§ **EXCERPT**:
SQUID with WATER FROM YOUR EYES
The Observatory
Santa Ana, Cal.
February 29, 2024
As a lifelong admirer of weird cryptids, sea monsters, and beings of potentially extraterrestrial origin, I’ve always been enamored with cephalopods. I used to proclaim annually to my grade-school classmates that my favorite animal was the squid (alternatively the octopus, if I was going through a phase). I loved its excessive tentacles, freaky beak, projectile ink, camouflage and jet biotech, and unlikely arrangement of organs in a head-looking tube that’s actually more of a torso sack. Living in New York City, I made several pilgrimages to the Natural History Museum’s eerie squid-and-sperm-whale corner. If the Animorphs books ever became reality, I was more than prepared to rain mollusk-metamorphosing power upon invading baddies. In light of my childhood passion, I eagerly nabbed a ticket to the squid observatory pop-up in Santa Ana slated for that most alien of holidays, Leap Day.
Turns out I misread the event info and found myself at Orange County venue the Observatory watching Brighton post-Brexitcore heroes Squid chug through an hour of trippy, chaotic jams.
After their early days of David Byrne – spirited singles sporting anxious yelps about modern living, the group cultivated a foundational reputation among Brixton’s resurgent Windmill scene, then holed up in a barn during the pandemic lockdown to craft their first album and increase their oddball factor tenfold.

§ **PROBLEM 1**:
According to the Squid review, on what holiday was the event scheduled?
§ **PROBLEM 2**:
Using the Squid review, explain why the writer eagerly bought a ticket to the event in Santa Ana.
§ **PROBLEM 3**:
Rewrite the paragraph of the Squid review beginning "After their early days" in one shorter sentence, keeping its main facts.
None of the tasks requires the dataset entries.

(Dataset entries)

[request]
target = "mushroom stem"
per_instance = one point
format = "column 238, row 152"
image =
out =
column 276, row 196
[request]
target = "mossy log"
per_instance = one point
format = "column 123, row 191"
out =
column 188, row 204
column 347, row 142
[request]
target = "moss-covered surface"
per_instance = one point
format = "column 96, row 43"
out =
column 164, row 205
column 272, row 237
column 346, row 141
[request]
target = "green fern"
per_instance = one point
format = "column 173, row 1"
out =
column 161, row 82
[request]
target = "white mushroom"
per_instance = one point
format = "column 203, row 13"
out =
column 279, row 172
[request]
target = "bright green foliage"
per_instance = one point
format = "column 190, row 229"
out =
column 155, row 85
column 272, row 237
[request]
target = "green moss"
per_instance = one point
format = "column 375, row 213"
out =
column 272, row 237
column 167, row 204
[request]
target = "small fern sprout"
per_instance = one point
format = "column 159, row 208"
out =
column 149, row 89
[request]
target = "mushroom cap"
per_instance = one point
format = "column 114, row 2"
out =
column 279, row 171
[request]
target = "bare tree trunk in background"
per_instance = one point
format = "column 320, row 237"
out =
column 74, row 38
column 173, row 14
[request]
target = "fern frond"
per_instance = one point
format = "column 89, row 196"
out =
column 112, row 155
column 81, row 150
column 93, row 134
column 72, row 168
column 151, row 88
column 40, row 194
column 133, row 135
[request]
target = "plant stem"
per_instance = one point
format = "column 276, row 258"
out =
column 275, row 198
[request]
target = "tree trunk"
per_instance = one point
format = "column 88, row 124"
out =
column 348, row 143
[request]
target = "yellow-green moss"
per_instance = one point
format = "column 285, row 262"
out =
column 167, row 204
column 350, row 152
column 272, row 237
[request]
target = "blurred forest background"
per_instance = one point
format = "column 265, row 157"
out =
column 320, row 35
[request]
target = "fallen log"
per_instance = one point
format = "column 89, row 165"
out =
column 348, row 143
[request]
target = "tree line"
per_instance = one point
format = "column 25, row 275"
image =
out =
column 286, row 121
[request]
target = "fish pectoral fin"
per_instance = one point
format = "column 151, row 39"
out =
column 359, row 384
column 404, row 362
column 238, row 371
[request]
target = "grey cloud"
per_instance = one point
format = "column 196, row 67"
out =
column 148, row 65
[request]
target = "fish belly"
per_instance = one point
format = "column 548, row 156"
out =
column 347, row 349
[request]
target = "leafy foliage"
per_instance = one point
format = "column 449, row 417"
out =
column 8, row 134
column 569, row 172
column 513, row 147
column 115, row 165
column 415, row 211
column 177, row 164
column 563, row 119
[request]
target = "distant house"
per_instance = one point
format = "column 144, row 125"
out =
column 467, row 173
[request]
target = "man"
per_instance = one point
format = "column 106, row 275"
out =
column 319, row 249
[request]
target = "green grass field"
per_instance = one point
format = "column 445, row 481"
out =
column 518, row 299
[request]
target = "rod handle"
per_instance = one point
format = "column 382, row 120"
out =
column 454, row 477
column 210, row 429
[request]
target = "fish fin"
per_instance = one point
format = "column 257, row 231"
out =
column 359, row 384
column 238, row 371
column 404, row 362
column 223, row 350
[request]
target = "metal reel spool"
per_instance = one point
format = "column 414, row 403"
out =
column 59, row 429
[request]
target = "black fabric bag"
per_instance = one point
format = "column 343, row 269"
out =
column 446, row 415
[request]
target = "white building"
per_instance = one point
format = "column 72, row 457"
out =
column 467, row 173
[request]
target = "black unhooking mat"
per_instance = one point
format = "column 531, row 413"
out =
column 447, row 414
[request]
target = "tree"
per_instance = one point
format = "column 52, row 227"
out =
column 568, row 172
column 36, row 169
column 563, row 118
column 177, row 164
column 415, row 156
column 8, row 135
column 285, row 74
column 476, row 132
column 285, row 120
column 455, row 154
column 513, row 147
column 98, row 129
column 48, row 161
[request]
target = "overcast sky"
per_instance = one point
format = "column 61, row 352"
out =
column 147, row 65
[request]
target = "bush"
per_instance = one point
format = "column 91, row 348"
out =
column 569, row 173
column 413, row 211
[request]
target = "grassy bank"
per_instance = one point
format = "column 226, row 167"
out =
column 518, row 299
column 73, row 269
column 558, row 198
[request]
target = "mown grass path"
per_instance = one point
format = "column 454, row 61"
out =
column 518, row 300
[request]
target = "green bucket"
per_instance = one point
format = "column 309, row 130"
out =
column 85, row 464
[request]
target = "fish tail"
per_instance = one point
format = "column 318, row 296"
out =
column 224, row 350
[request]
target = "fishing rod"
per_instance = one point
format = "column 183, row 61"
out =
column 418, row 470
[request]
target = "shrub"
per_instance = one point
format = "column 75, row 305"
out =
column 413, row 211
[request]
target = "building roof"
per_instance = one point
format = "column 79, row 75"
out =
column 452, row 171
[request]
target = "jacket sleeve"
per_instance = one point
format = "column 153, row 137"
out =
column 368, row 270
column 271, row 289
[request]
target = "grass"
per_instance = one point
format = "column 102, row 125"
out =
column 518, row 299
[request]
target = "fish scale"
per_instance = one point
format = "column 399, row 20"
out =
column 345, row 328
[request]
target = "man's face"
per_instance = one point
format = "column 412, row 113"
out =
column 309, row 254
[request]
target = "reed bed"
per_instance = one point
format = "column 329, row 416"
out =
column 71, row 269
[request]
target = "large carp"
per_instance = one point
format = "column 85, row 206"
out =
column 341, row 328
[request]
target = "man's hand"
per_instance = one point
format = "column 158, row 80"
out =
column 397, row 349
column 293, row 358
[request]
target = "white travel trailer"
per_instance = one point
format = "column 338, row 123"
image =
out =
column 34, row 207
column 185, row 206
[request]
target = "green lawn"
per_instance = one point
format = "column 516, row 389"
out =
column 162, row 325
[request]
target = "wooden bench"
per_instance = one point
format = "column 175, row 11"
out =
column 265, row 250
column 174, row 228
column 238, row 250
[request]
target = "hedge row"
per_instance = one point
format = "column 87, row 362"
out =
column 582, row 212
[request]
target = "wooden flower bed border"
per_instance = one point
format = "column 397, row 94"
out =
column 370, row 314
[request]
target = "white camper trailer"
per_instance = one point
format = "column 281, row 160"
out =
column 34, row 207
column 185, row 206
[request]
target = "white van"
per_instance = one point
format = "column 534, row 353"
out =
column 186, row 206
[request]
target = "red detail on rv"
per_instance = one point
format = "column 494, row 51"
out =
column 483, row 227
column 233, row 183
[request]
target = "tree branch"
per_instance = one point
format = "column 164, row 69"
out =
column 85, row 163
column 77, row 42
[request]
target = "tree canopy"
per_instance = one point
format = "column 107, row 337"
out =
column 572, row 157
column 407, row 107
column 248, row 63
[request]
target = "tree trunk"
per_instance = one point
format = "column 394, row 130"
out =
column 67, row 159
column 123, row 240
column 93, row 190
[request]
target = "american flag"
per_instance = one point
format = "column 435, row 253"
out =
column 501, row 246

§ **SOLUTION 1**:
Leap Day.

§ **SOLUTION 2**:
The writer had loved cephalopods since childhood and once named the squid as a favorite animal. So a squid observatory pop-up seemed like a perfect event. The writer had misread the event info, though, and the ticket was actually for the band Squid at the Observatory.

§ **SOLUTION 3**:
After early David Byrne–style singles with anxious yelps about modern living, Squid built its reputation in Brixton's resurgent Windmill scene and then spent the pandemic lockdown in a barn making its first album and growing far odder.